» **Text section**
/---

Researchers from Germany report a possible association between patients with hip pain and their tendency to be older, obese, and depressed, compared to people with no hip pain.

Gender and social status were not associated with this pain, they add.

The study, conducted by Martin Schwarze, DrMed, of Heidelberg University Hospital, and colleagues, and published in Musculoskeletal Care, included 2,515 German adults 14 years old and above, 4.9% of whom reported chronic hip pain and an additional 1.5% who reported chronic hip pain that was disabling. Hip pain affected 1-5 sites in 47%, and was widespread (6-19 sites) in 50% of the participants.

Obesity and increased values on a depression scale were associated with a 2.55-times and 8.53-times higher likelihood of chronic hip pain, respectively, compared with individuals without pain. Increased values on the depression scale also increased the likelihood of experiencing disabling chronic hip pain, according to a media release from Wiley.

“Our results support the recommendation of previous researchers, that additional diagnostic studies should be performed for patients who experience chronic hip pain, particularly when there is a discrepancy between subjective pain levels and objective functional limitations,” Schwarze and colleagues state, explaining that evaluating psychological health status in people with chronic pain can sometimes pinpoint comorbid mental factors, which can lead to a more effective treatment plan.

“The intensity of pain experienced from the hip joint, and particularly the functional limitations that ensue, are influenced not only by the pathological changes in the joint, but also by psychological cofactors such as fear, depression and catastrophizing,” they add, in a separate release from Medpage Today.

In the study, the participants were administered questionnaires regarding pain, with chronic hip pain defined as pain that occurred within the past 7 days and persisted over the previous 3 months. Disabling hip pain was defined according to a separate questionnaire that assessed five functionality areas, including physical, emotion, cognitive, social, and daily activity functioning. Depressive symptoms were assessed using the Beck Depression Inventory for Primary Care questionnaire.

In the cohort, nine reported acute hip pain, 124 chronic pain, and 39 disabling chronic pain, for a total of 172 (6.9%) participants who experienced some type and severity of hip pain, the authors note.

They reported a “satisfactory” response rate of 57% in the study, but pointed out that “we could not exclude a selection bias towards participants who experience pain being consequently more motivated to complete the questionnaire.” Also, the cross-sectional design could not show causality between the assessed risk factors and hip pain.

“Our results for depressive disorder showed a stronger association with hip pain than our results for obesity,” the authors continue, in Medpage Today. They suggested that future studies should specifically look at when, and to what extent, depressive symptomatology may influence the decision to undergo primary total hip arthroplasty in this population. Future research should also look at the clinical outcomes following psychological screening among patients with hip pain.

\---

» **Required actions**
1/ Using the hip pain article, decide whether each statement agrees with it, answering yes or no and quoting the deciding words: (a) Gender was associated with chronic hip pain. (b) The study included 2,515 German adults aged 14 and above. (c) Higher depression scale values were linked to an 8.53-times higher likelihood of chronic hip pain.
2/ Reproduce the hip pain article word for word, everything from "They reported a" down to "and hip pain.".
The records that follow are separate material with no connection to the hip pain article.

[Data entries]
/---

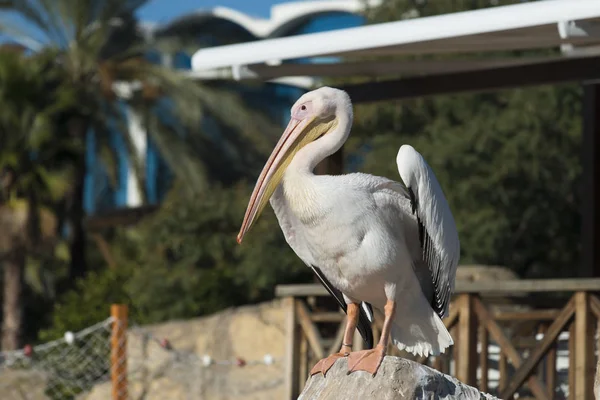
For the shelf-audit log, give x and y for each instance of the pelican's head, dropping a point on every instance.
(314, 115)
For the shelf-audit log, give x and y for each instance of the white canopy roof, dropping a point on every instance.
(572, 25)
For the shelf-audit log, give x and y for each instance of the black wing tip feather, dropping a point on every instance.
(364, 328)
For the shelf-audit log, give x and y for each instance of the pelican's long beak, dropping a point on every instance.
(297, 134)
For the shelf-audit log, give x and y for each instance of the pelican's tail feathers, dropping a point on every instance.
(422, 334)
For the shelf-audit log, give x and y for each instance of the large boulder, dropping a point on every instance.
(397, 379)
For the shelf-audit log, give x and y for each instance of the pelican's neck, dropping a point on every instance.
(307, 158)
(299, 184)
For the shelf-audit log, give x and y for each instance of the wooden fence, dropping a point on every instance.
(522, 320)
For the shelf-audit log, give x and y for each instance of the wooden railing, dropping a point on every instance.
(536, 338)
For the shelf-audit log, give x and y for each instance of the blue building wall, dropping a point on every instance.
(274, 99)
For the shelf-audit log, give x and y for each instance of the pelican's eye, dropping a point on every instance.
(303, 110)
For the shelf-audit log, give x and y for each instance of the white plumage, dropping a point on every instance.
(375, 240)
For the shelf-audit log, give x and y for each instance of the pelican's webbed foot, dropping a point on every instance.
(366, 360)
(325, 364)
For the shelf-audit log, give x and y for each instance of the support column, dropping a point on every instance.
(590, 235)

\---

» **Task answers**
1/
(a) No: "Gender and social status were not associated with this pain"
(b) Yes: "included 2,515 German adults 14 years old and above"
(c) Yes: "Obesity and increased values on a depression scale were associated with a 2.55-times and 8.53-times higher likelihood of chronic hip pain, respectively"

2/
They reported a “satisfactory” response rate of 57% in the study, but pointed out that “we could not exclude a selection bias towards participants who experience pain being consequently more motivated to complete the questionnaire.” Also, the cross-sectional design could not show causality between the assessed risk factors and hip pain.